Your goal
Give back every record precisely.

Given records
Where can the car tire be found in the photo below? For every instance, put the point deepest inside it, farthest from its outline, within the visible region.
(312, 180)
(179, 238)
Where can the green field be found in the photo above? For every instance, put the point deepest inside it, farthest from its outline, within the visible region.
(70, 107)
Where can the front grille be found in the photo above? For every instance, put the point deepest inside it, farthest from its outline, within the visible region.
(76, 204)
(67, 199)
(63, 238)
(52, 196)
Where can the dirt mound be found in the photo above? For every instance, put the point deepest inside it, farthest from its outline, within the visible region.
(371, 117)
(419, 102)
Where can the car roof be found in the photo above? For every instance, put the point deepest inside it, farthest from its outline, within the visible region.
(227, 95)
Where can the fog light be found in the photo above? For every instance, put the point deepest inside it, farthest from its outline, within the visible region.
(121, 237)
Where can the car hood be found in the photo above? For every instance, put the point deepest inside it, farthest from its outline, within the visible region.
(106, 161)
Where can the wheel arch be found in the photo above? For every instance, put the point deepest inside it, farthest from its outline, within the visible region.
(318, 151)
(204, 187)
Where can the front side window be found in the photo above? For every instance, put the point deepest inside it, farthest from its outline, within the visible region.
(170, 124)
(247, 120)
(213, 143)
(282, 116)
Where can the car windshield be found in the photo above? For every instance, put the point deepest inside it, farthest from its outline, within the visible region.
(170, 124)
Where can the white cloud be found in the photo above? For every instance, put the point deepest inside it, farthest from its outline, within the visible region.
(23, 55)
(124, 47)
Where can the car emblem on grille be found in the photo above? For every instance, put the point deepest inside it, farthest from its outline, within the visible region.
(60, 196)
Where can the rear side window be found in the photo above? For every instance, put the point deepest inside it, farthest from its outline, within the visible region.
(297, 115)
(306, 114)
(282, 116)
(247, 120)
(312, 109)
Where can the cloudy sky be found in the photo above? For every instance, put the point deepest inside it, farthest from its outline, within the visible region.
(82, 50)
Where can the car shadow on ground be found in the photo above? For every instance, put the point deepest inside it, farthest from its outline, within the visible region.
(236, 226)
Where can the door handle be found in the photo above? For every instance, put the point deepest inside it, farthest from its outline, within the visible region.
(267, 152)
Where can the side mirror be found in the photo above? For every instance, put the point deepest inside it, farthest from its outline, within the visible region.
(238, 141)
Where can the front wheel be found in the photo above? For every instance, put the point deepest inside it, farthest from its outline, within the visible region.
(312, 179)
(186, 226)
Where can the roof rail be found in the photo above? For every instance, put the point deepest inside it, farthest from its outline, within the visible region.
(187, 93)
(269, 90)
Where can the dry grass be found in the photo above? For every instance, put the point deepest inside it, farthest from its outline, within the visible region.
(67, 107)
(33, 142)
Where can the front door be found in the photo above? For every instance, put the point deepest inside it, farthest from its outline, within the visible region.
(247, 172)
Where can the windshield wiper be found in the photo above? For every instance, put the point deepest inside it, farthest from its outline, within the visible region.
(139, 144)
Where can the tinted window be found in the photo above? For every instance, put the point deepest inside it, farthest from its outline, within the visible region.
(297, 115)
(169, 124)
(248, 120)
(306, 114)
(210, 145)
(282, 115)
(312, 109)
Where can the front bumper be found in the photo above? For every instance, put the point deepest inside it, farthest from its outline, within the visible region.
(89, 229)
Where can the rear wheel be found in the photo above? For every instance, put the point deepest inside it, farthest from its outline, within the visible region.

Exercise solution
Where can the car tire be found in the photo below? For every instance, put the point deepest inside it, farthest from its outline, within the visible region.
(312, 180)
(179, 238)
Where can the green field be found in the photo above? For every instance, put the point deepest inside it, farthest from its outline, within the visible region.
(70, 107)
Where can the front grille be found in the photo above? For every instance, put the point deepest inside it, farthest from its outline, within the visible region.
(76, 204)
(67, 199)
(63, 238)
(52, 196)
Where can the dirt mound be found in the photo above? For every instance, put the point deepest inside it, farthest from its outline, within the visible region.
(371, 117)
(419, 102)
Where can the car roof be found in the photo above? For every instance, put the point deepest inside it, farthest from its outline, within the visible region.
(227, 95)
Where can the fog light be found in the photo above? For every instance, put the point deepest inside it, farthest from its outline, within the visible region.
(121, 237)
Where can the car hood be found in the photo above? For every instance, put the point deepest inside it, farthest from its outline, within the visible region.
(106, 161)
Where can the wheel arch be found in the photo above? For every instance, put the point deepest inside it, farthest from its outline, within the visible region.
(318, 151)
(204, 187)
Where can the front side window be found in the photo above? For every instance, put the point deepest inside it, farthest from its outline, within the visible region.
(170, 124)
(247, 120)
(213, 143)
(282, 116)
Where can the car windshield be found in the photo above? For every instance, put the point deepest inside it, farthest from its outline, within the visible region.
(170, 124)
Where can the white cloud be found in the photo above? For every instance, put the point deepest inside it, farthest from its outline, within the visible region.
(23, 55)
(124, 47)
Where can the car emblem on grille be found in the photo above? For every instance, put the point deepest inside it, farthest from its outline, within the visible region.
(60, 196)
Where can the rear side window be found in the photo above? For every instance, put the point deepest inside it, farthest from its outline, within the visible region.
(297, 115)
(306, 114)
(282, 116)
(247, 120)
(312, 109)
Where can the cloudy sky be found in the photo above? For every instance, put the point deepest inside it, farthest from its outline, within the visible region.
(82, 50)
Where can the car shadow on ground be found in the photo above? For every instance, put the point deepest inside it, farthest from its outline, within the visible region.
(236, 226)
Where can the door handle be found in the photo above? For every instance, put the point deepest inside it, farthest from its outline, within the visible region.
(267, 152)
Where can the side mirror be found in the photo above? For every instance, put the point deepest inside it, farthest from its outline, within the visible region.
(238, 141)
Where can the front wheel be found in the photo above? For every instance, put the point deepest inside it, farthest from its outline, within the visible region.
(312, 179)
(186, 226)
Where can the roof rail be found in the photo above? For every instance, put the point deepest inside it, farthest from its outline, within the visible region.
(187, 93)
(269, 90)
Where can the dry grass be found in the photo above? For every instance, put the point deepest inside it, farthest from its outline, within the visible region.
(67, 107)
(33, 142)
Where can the front door be found in the photo above? For every instance, put the point deepest inside it, farthest from its outline, within the visible region.
(247, 172)
Where can the windshield wiper be found in the photo above? For every instance, put the point deepest inside it, farthest from its outline, within the visible region.
(139, 144)
Where can the tinted window be found in the photo above? For every instance, put the point deepest inside it, farthest from its outline, within the visible region.
(297, 115)
(169, 124)
(248, 120)
(306, 114)
(210, 145)
(282, 115)
(312, 109)
Where can the front bumper be found in the photo above? For every instance, put the point deepest inside it, farthest from its outline, within the visible region.
(89, 229)
Where can the rear wheel be found in the photo above? For every instance, put the point deepest inside it, farthest from its outline, within the visible region.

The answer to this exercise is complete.